**What the exercise asks:**
Leave out the lines before the one with "Query: shiny foil streamer"; output that line and all remaining lines of the records exactly.

Content starts

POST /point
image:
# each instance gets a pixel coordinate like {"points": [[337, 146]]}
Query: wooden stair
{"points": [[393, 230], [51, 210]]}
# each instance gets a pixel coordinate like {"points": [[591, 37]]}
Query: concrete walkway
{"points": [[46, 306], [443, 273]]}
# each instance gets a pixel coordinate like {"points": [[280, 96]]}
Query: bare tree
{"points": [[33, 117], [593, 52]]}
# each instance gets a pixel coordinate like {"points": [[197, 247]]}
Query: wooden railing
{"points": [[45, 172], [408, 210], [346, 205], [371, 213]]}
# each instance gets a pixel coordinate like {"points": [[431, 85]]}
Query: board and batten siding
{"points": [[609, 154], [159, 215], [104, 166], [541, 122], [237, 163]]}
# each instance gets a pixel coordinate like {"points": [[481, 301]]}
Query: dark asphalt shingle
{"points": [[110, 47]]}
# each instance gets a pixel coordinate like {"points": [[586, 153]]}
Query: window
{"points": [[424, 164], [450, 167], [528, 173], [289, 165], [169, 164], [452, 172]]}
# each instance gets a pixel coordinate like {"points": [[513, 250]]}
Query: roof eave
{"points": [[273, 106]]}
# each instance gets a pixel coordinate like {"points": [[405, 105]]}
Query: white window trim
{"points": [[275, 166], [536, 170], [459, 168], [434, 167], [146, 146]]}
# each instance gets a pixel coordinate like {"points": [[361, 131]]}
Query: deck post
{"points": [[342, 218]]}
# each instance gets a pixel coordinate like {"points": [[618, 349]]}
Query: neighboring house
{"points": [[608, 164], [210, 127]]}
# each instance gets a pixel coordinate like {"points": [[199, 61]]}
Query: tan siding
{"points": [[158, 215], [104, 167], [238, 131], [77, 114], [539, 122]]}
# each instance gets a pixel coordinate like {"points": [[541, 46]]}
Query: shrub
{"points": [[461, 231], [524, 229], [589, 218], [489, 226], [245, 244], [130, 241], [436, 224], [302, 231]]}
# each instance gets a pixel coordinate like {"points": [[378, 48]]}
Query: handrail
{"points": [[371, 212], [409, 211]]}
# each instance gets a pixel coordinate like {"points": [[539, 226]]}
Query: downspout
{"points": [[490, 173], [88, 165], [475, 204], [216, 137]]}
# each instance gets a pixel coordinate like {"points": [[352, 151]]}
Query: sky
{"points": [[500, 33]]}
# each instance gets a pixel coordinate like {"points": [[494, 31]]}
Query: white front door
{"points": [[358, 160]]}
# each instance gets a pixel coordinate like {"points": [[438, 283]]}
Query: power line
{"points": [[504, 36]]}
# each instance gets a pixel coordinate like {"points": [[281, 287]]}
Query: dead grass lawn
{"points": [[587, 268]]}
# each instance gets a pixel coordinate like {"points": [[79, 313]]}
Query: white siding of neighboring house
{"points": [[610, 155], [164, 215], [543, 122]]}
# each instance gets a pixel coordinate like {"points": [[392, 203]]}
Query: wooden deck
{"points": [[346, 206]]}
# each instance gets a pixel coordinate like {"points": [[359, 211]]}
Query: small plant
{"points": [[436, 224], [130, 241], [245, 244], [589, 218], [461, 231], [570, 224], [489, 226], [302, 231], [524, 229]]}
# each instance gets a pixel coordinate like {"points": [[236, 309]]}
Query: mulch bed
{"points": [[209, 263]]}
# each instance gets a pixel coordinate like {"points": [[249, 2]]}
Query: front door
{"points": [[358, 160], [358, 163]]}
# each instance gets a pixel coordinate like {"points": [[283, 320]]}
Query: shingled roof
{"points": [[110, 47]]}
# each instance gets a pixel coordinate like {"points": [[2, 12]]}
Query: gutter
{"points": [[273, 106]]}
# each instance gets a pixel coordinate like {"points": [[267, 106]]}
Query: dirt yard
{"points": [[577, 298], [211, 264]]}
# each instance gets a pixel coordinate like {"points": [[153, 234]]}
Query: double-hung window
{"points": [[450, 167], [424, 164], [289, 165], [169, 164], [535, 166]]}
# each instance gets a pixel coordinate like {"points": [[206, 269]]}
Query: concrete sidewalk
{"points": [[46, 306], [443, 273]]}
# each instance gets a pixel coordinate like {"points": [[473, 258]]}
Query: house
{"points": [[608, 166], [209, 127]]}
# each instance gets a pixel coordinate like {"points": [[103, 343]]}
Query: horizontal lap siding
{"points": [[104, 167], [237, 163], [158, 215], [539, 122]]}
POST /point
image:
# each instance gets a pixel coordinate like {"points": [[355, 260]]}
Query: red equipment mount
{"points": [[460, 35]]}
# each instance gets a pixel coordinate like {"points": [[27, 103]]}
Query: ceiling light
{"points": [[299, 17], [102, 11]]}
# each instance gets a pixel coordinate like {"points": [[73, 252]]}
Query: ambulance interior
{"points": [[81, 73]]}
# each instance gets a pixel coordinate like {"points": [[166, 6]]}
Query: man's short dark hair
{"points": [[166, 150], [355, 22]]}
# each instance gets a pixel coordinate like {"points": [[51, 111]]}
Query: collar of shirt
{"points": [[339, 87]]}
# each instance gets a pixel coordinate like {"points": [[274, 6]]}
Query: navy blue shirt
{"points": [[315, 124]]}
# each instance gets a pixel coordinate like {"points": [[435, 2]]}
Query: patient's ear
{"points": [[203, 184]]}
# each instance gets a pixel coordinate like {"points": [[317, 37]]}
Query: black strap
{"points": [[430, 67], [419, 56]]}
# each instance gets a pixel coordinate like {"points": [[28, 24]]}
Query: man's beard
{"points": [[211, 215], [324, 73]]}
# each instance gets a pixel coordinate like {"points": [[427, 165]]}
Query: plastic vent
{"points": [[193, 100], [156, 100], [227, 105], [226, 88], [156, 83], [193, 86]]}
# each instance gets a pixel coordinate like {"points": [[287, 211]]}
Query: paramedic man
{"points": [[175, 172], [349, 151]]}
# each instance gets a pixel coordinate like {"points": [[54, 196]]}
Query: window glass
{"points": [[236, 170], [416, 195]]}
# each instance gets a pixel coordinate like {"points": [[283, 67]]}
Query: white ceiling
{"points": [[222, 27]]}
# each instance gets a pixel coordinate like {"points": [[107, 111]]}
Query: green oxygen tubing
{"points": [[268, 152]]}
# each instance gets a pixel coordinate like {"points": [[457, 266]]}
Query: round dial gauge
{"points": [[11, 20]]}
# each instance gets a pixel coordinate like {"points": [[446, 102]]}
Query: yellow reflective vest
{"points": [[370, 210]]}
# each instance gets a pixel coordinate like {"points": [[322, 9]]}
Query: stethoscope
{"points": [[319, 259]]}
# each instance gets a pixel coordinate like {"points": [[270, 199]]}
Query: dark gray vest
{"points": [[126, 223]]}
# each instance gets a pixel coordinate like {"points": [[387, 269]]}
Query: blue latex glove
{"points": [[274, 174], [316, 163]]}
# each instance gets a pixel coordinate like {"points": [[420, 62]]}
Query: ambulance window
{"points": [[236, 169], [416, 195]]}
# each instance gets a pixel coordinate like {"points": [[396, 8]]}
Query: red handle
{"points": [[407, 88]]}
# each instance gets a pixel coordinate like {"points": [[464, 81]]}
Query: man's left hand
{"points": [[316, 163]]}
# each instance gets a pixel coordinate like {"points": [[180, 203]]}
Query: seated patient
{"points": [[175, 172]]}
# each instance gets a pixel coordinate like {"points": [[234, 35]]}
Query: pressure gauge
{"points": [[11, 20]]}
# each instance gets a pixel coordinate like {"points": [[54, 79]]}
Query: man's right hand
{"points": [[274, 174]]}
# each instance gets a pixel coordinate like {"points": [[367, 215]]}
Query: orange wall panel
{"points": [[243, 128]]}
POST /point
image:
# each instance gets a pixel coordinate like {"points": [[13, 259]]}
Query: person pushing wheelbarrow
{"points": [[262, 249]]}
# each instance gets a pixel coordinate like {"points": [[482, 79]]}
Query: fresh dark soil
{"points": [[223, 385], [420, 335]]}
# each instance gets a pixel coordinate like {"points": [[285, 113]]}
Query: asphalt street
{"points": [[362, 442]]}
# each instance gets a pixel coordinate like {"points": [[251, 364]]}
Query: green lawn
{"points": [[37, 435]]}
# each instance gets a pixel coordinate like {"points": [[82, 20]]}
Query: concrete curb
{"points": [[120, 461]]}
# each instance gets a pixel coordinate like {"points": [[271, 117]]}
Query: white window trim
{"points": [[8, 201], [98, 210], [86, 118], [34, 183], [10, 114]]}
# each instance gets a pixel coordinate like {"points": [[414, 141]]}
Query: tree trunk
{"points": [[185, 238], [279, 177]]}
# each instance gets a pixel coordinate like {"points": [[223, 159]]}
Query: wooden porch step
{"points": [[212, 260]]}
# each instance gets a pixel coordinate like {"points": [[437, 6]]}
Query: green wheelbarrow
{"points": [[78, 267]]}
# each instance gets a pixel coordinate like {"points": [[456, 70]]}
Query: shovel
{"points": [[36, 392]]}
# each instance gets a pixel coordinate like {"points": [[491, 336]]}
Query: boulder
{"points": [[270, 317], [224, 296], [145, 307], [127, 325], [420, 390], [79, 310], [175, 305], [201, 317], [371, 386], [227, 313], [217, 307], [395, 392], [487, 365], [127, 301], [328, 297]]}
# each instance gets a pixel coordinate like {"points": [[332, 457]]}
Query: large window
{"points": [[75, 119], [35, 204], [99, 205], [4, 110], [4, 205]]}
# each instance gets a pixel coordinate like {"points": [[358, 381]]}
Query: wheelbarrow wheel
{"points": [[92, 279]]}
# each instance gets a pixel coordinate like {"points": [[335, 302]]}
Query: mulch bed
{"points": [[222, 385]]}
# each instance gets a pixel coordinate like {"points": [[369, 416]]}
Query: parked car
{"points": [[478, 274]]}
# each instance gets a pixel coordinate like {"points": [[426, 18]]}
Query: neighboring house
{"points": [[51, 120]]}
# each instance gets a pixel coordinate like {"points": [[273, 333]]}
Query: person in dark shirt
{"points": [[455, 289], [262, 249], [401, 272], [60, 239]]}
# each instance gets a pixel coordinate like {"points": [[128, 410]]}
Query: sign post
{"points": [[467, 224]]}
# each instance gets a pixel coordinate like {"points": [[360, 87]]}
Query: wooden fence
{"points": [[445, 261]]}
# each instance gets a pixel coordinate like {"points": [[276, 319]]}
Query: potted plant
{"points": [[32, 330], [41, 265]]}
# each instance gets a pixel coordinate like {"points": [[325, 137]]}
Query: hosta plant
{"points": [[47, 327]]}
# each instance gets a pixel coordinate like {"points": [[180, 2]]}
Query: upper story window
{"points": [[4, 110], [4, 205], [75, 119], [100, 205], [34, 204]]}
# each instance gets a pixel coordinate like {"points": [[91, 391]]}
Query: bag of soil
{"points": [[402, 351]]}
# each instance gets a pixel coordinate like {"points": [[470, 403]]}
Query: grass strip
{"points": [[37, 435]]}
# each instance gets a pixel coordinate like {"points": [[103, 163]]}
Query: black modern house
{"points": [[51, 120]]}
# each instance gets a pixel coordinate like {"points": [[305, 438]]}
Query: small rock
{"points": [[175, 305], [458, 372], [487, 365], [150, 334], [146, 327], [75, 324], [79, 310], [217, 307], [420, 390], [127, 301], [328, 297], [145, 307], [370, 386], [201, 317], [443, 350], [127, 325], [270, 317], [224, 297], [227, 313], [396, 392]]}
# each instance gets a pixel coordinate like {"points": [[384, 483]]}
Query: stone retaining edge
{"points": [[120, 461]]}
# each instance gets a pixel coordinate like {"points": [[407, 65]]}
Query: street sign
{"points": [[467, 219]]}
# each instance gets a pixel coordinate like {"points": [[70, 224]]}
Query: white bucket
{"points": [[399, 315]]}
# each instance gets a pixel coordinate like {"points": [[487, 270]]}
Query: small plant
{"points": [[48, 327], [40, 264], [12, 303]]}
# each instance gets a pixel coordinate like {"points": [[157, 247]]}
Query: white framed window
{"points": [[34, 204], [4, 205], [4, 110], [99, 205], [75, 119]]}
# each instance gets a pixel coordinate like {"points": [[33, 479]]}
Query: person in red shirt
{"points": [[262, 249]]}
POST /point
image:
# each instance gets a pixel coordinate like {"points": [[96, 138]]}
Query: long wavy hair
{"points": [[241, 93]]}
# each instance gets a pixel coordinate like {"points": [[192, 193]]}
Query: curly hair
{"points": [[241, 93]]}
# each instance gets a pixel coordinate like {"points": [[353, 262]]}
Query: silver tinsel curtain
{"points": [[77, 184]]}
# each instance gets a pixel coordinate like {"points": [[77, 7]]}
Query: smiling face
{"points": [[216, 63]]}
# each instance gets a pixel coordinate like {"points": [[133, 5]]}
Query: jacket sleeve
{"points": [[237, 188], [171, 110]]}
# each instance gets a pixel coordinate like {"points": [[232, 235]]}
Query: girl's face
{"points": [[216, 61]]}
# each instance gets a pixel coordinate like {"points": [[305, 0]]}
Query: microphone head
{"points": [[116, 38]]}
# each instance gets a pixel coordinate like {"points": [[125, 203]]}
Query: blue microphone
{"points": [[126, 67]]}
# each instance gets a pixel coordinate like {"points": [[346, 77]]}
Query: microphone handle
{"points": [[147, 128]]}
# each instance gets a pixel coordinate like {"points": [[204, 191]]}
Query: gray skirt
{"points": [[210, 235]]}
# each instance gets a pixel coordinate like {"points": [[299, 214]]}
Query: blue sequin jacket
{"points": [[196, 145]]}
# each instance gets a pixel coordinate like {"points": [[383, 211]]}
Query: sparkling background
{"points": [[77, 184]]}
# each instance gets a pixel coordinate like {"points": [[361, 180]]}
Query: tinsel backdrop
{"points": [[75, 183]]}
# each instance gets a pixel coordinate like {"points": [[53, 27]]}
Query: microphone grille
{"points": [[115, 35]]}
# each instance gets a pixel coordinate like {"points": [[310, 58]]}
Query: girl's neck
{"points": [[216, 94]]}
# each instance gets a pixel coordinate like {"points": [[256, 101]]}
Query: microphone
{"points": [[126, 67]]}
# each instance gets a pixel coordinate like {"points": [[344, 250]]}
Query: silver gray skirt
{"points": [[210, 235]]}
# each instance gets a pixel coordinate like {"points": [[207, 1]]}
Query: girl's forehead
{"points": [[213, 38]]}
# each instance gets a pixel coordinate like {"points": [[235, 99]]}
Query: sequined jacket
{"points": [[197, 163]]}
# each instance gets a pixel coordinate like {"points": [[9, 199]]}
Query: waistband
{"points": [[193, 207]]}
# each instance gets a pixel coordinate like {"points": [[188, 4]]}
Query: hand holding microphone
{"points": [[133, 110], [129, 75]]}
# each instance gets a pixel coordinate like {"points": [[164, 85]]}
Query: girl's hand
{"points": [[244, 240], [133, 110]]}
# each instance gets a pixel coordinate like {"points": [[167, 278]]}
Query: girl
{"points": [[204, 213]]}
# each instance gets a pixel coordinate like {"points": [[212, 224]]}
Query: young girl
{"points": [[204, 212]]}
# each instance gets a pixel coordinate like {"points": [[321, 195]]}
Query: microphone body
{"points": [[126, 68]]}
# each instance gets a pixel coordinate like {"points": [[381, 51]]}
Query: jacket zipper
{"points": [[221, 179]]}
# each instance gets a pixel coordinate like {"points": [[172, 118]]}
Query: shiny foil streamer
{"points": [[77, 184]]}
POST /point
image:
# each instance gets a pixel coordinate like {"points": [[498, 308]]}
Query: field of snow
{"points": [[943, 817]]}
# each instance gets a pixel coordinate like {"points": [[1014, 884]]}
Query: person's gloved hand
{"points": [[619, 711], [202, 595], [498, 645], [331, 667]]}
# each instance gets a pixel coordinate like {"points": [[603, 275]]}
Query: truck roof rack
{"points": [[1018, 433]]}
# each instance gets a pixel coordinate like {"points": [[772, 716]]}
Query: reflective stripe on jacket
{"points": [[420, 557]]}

Content ends

**Answer to this exercise:**
Query: shiny foil streamer
{"points": [[77, 184]]}
POST /point
image:
# each instance gets a pixel coordinate like {"points": [[498, 308]]}
Query: field of snow
{"points": [[943, 817]]}
# each instance gets a pixel coordinate like {"points": [[1014, 884]]}
Query: person's gloved hand
{"points": [[619, 711], [202, 595], [498, 645], [331, 667]]}
# each instance gets a pixel coordinate like {"points": [[603, 275]]}
Query: truck roof rack
{"points": [[1018, 433]]}
# each instance gets a pixel coordinate like {"points": [[772, 716]]}
Query: reflective stripe on jacket
{"points": [[420, 557]]}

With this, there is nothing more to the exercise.